問題と課題
1. 冬のかゆい皮膚についての文章で、首の右側にあるかゆいところはどのくらいの大きさだと書かれていますか?
2. かゆい皮膚についての文章を、最後の文のあとから書き継いでください。
═════ ページ抜粋 ═════
かゆい話なんか読みたくないだろうけど
冬になるとかゆい皮膚について
あたくしは皮膚が弱い。デフォルトとしてどっかしらの皮膚に問題があるので問題に対して鈍感でもある。
首のところと目の周りににずうっとかゆいところがあって、一年ぐらいも続いていてまるっきり治らないので、なんて不思議なんでしょう?と思って久しぶりに皮膚科に行ったら、「早く来なさいよ」と言われた。やっぱり。
久しぶりにみた受付の女性が太って、見かけが変わっていた。少し驚いた。
お医者さんにはなるべく行きたくない。どうしても行かねばならないものを除いてはなるべく行かずに、かゆい皮膚が劇的にぱぱっと治ることなど夢想しながらやりすごそうとするのだけれども、皮膚はそんな夢想なんかどうでもないという様子で、本当にしつこくそこに丘上の湿疹を居座らせている。
でも夢想ってものも頭に居座っていて、けっこう変わらないものなのだ。あたしは「病は気からというではないか。治ると念じればいつの間に消えるのではないか?」などとまるで人生が未発達な子供のように繰り返し夢想するのだ。
自分の体やら顔やらは通常見えないので、かゆみが引いている時には十分それは「なかったこと」になる。しかし毎日かゆみは現れ、夢想は何度もかゆみに負けるのだ。
かゆいところは常に複数ある。正確にはもっとあるが、今回医者にしぶしぶみせるのは2カ所だけにしておこうと決めた。
左の瞼の上と下、これはアトピー性皮膚炎に見える。でもよくわからない。これもよくなったり悪くなったりしながら1年以上居座っているのだ。
首のやつは右側で、斜めに鎖骨にむかってお菓子のリーフパイぐらいの大きさになってくっついている。
そういえば高校生の時に、首の後ろに同じようなものがあった。あれはどんな風に治ったのだっけ?夢想によって消えたのではなかったかしら?ちがったかしら?
あの時あたしは16歳だったと思う。顔にもやっぱりかゆいところがあった。それは別の湿疹だった気もする。にきびのように見えるくちのまわりのそれを、からかっていた男の子たちを思い出す。
言われるうちが華なのよ
からかわれるのはべつに辛くはなかった。思春期の女の子にしてみたら、顔に目立つ湿疹があることに比べたら、男の子になんか言われるのなんかたいしたことじゃない。男の子はどんなネタでもなんか言うものだからだ。
髪を切っても、太っても、痩せても、ジーンズが短すぎてもTシャツが似あわなくてもなにかしら言われた。
═════ データ抜粋 ═════
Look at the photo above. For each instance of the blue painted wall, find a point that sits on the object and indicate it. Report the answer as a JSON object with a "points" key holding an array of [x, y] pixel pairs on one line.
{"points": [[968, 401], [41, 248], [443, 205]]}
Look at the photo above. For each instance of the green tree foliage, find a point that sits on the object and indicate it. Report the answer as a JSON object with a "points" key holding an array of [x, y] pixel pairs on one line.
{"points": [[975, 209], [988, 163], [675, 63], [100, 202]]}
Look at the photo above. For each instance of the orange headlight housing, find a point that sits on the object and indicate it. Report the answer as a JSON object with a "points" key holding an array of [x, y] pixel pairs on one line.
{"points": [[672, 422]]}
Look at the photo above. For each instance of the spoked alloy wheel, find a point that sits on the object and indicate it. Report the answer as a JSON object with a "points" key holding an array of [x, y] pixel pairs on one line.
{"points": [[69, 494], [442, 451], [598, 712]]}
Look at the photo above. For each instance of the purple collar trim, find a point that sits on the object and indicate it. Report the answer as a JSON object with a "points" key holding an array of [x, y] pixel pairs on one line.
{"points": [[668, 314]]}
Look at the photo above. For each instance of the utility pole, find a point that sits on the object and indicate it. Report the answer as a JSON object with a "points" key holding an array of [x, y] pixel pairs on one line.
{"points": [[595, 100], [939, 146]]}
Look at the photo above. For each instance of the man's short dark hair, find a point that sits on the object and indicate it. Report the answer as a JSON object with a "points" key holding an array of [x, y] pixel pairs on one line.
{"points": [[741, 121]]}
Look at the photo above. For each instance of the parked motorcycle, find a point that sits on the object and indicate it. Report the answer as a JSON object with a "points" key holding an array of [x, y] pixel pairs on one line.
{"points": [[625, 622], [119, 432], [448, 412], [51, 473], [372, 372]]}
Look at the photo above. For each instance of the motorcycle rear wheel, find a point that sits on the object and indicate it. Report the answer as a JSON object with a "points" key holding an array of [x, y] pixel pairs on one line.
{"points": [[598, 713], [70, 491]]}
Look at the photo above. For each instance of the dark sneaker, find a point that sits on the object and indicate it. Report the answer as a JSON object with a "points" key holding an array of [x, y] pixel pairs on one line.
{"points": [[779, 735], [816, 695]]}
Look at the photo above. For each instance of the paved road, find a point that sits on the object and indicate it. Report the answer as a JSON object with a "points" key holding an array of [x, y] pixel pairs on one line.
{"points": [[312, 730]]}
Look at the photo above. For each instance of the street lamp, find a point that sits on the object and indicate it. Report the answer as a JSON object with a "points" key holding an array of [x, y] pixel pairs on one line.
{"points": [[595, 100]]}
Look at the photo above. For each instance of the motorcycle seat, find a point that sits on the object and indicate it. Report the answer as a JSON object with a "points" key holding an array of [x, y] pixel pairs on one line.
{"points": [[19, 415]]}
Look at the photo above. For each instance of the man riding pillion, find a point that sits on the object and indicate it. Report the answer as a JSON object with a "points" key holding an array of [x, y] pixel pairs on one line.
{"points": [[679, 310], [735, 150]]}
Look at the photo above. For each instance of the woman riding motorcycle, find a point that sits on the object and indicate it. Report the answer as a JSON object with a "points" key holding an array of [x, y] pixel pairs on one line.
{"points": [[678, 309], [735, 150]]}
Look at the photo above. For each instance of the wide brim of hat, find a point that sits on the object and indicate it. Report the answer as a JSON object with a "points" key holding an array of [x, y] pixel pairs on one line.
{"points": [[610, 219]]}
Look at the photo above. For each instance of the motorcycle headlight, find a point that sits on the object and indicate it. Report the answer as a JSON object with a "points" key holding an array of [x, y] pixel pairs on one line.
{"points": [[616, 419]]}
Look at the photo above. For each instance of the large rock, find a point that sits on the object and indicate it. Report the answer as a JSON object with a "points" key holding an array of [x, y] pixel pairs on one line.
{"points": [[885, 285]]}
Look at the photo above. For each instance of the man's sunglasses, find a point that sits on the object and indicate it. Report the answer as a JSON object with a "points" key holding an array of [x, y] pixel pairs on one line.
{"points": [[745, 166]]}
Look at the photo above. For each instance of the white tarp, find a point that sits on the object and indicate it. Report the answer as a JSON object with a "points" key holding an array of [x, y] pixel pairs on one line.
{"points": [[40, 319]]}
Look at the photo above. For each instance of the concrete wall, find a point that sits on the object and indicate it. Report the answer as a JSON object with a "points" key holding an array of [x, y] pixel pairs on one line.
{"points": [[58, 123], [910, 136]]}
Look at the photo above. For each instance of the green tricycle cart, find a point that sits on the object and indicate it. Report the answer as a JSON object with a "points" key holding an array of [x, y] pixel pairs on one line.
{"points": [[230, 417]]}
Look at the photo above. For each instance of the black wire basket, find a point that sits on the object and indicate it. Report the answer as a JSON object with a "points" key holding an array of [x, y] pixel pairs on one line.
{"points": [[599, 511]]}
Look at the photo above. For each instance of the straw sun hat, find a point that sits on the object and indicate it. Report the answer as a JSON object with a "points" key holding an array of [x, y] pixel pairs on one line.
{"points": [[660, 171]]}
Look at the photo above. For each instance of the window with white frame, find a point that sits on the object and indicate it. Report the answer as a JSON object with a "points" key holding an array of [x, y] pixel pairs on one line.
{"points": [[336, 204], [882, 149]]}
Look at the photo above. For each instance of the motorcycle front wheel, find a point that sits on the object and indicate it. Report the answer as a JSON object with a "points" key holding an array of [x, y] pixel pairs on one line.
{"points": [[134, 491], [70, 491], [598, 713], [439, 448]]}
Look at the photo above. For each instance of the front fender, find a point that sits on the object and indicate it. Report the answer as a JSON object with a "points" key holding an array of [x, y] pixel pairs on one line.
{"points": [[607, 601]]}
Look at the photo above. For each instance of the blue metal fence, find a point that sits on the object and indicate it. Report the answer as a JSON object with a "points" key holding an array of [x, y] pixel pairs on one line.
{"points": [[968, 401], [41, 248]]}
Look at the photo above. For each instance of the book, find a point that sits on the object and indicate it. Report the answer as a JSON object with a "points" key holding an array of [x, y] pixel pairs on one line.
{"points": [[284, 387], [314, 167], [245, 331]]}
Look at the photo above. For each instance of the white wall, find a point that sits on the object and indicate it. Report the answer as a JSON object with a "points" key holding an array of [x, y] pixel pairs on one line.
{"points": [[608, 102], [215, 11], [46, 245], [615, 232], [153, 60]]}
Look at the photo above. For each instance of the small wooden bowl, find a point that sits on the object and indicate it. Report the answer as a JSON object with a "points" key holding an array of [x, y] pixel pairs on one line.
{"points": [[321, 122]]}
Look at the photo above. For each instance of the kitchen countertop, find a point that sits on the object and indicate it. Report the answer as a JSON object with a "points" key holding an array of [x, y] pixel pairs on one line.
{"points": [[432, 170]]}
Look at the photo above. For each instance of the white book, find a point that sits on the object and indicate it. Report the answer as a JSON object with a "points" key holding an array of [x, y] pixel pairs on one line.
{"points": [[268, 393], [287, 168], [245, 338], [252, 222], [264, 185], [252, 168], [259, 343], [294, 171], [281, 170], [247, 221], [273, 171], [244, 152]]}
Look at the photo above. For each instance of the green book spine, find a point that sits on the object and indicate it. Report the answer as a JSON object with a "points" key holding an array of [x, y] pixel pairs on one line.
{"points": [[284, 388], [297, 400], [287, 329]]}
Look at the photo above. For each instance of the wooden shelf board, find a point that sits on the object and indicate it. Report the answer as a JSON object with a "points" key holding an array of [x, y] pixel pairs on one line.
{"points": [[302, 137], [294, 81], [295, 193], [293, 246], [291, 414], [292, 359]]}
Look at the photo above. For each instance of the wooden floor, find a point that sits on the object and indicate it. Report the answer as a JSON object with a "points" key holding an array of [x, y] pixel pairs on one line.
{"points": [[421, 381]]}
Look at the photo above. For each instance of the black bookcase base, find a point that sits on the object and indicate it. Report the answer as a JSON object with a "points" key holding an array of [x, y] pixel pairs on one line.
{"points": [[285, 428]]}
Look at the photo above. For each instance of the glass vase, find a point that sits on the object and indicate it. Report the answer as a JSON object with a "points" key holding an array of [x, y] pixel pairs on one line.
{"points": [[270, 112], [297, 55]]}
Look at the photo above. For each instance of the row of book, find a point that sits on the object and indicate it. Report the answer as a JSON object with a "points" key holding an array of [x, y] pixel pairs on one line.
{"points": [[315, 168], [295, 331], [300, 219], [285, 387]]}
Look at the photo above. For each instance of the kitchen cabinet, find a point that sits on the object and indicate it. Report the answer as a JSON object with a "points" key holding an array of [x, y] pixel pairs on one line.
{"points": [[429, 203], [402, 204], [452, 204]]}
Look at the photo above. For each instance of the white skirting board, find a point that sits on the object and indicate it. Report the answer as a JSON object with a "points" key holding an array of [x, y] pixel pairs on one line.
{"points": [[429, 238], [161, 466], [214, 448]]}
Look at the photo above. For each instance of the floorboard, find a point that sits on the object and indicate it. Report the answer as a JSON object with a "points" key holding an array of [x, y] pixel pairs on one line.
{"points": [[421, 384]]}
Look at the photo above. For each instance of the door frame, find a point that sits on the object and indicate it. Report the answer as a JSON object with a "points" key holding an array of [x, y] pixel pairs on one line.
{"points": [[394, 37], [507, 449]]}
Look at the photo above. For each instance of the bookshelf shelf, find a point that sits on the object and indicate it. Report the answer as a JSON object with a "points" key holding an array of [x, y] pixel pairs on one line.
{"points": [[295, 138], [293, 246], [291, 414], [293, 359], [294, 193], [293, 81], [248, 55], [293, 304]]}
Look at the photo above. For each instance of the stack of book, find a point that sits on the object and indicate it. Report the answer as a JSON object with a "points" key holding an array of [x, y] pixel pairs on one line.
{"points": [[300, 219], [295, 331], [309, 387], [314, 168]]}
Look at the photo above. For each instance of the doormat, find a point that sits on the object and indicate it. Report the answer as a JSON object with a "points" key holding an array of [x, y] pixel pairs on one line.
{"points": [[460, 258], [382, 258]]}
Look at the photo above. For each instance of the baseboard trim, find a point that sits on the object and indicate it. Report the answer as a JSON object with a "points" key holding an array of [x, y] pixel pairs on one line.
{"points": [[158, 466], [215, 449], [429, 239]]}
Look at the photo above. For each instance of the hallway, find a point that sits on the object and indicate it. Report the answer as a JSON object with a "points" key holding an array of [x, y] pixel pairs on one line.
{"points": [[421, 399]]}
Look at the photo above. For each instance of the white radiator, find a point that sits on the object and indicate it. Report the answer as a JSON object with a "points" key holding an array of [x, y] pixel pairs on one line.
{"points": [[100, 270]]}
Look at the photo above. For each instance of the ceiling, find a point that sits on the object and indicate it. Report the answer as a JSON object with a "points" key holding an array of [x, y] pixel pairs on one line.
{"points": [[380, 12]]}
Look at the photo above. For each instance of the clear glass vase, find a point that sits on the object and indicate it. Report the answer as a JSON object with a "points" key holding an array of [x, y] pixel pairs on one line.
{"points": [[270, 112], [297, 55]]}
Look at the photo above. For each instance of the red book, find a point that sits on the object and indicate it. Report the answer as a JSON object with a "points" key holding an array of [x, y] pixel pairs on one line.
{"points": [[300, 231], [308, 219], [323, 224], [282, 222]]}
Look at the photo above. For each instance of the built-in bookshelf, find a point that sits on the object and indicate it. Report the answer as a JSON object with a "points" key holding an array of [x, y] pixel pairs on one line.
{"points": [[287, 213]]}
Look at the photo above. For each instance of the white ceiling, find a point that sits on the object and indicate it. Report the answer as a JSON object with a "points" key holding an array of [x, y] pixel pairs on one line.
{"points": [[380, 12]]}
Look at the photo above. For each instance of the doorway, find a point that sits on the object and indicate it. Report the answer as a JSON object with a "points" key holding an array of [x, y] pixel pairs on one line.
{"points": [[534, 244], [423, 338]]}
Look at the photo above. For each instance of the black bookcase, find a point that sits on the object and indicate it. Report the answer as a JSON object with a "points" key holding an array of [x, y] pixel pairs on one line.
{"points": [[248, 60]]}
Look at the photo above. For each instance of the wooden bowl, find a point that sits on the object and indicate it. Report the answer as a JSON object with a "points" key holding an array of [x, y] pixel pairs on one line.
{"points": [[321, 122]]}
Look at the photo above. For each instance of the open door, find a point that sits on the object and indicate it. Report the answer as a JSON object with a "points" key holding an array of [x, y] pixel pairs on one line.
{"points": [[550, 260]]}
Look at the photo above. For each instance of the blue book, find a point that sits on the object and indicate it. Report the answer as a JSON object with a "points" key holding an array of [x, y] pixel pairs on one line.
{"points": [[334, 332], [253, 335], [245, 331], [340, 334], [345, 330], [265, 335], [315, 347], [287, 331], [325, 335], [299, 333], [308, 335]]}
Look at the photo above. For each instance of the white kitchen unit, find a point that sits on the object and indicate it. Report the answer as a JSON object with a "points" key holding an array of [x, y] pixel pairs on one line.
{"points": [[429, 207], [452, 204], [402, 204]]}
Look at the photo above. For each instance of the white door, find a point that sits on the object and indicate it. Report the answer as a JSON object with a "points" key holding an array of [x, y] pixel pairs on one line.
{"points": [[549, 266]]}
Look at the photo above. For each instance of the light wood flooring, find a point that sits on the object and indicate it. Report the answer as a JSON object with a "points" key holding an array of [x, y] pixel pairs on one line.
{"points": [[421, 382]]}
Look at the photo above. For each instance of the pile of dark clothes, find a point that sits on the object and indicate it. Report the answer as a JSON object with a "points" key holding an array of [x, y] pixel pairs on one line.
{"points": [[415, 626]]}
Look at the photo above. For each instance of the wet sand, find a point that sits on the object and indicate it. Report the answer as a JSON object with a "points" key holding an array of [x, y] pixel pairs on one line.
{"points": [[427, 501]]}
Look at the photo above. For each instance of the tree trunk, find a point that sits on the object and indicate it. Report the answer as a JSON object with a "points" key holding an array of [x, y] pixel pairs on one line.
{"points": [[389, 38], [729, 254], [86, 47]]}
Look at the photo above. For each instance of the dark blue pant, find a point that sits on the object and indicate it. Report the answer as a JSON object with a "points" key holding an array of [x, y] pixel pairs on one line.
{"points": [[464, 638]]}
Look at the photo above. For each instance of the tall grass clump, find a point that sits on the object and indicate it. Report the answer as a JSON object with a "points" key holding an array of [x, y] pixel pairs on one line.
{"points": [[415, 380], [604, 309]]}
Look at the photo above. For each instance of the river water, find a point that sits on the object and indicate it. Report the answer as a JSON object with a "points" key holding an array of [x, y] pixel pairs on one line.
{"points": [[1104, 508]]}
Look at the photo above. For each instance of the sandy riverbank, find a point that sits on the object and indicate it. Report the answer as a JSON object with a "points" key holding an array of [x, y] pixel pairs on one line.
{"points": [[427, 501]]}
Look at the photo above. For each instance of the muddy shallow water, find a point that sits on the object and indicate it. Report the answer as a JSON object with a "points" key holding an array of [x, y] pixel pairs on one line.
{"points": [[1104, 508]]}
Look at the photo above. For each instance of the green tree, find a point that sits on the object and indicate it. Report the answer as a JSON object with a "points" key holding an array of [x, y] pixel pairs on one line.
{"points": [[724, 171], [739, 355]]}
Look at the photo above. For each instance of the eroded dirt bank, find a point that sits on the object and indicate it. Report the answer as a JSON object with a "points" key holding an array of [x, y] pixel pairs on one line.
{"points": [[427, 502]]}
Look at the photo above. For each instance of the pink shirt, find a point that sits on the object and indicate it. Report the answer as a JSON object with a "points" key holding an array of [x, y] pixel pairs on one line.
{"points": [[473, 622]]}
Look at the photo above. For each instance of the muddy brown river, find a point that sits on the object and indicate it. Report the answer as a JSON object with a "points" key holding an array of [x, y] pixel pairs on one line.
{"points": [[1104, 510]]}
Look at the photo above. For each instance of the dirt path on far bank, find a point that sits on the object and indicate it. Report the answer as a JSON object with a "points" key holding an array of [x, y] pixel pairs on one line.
═════
課題の解答
1. お菓子のリーフパイぐらいの大きさです。

2.
そうだ。言われているうちが華だとも思う。
さらにあの湿疹が悪化して、首の後ろの色が変わって来たときには、もう誰もそれを言わなくなったのだった。
それはもうあまりにも気の毒で、からかいの種にはならなくなった、あたしの醜さが一線を越えたことのサインだったと思う。同時に、どんなことでも何かしらからかいの種にする男の子たちが、意地悪なのではなく、同情や気遣いを持っているって証拠でもあった。
あの子たちはあたしに嫌がらせをしていたのではなかった。
Tシャツや持ち物の趣味にあれこれ口を出されるのも、もしももう絶望的に変なものを着る女なら経験しないことだったかもしれない。
彼らはあたしの彼氏とかではなかったし、彼氏になるポテンシャルがあったわけでもない。
そういえばあたしは、全くあたしのことをからかったりしない彼氏を持っていたっけ。いや、あの時にはまだ彼氏じゃなかったかもしれない。湿疹が治っている時に付き合い始めたのだったかしら?
っていうか、あの彼氏について、あの男の子たちがなんにも意見せず、からかいもしなかったのはなぜだろう?(深く考えないようにしよう)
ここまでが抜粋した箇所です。